[START OF RECORDS FOR THE EXERCISE]

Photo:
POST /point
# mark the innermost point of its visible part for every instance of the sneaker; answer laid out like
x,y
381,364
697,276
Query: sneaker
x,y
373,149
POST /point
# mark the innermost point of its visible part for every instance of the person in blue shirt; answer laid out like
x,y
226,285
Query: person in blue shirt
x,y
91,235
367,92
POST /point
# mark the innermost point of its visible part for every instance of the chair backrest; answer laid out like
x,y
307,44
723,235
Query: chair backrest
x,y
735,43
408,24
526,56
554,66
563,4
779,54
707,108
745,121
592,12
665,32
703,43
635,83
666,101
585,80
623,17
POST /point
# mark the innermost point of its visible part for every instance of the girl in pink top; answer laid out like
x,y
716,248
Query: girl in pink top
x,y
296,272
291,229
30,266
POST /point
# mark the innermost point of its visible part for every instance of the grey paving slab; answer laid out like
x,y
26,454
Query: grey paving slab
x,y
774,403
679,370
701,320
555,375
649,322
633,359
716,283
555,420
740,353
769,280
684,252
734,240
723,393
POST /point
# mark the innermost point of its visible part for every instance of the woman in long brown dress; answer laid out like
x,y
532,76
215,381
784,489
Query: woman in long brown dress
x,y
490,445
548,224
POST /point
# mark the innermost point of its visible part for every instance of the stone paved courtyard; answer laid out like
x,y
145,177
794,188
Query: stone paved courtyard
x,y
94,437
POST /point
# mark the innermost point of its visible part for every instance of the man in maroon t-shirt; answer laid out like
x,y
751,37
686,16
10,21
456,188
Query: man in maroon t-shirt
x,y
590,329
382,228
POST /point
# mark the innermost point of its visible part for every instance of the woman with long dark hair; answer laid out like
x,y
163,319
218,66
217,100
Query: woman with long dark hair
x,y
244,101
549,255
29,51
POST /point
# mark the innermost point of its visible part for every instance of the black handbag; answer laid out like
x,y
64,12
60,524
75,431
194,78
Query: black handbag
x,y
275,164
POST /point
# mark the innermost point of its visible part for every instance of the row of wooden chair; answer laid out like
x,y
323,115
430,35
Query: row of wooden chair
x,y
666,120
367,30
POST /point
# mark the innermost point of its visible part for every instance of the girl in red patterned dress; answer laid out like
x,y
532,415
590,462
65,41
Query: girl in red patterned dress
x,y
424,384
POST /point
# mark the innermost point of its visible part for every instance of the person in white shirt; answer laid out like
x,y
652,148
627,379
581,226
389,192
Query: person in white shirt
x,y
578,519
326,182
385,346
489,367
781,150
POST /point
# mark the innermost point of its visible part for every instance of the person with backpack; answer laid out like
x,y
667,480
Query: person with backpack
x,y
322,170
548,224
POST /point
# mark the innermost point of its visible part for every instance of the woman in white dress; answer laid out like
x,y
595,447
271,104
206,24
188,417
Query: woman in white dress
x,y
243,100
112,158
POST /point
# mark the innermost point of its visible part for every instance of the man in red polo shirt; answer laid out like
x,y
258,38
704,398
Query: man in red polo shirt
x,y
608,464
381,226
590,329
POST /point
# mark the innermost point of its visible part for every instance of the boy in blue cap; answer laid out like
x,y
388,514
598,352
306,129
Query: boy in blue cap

[END OF RECORDS FOR THE EXERCISE]

▶ _PROBLEM TO SOLVE_
Gather each line of the items above that contains the word "slab".

▶ _SOLUTION FOR THIS EXERCISE_
# mark the innermost point of its visible part for every instance of the grey paving slab; answer laid out like
Query: grey paving slab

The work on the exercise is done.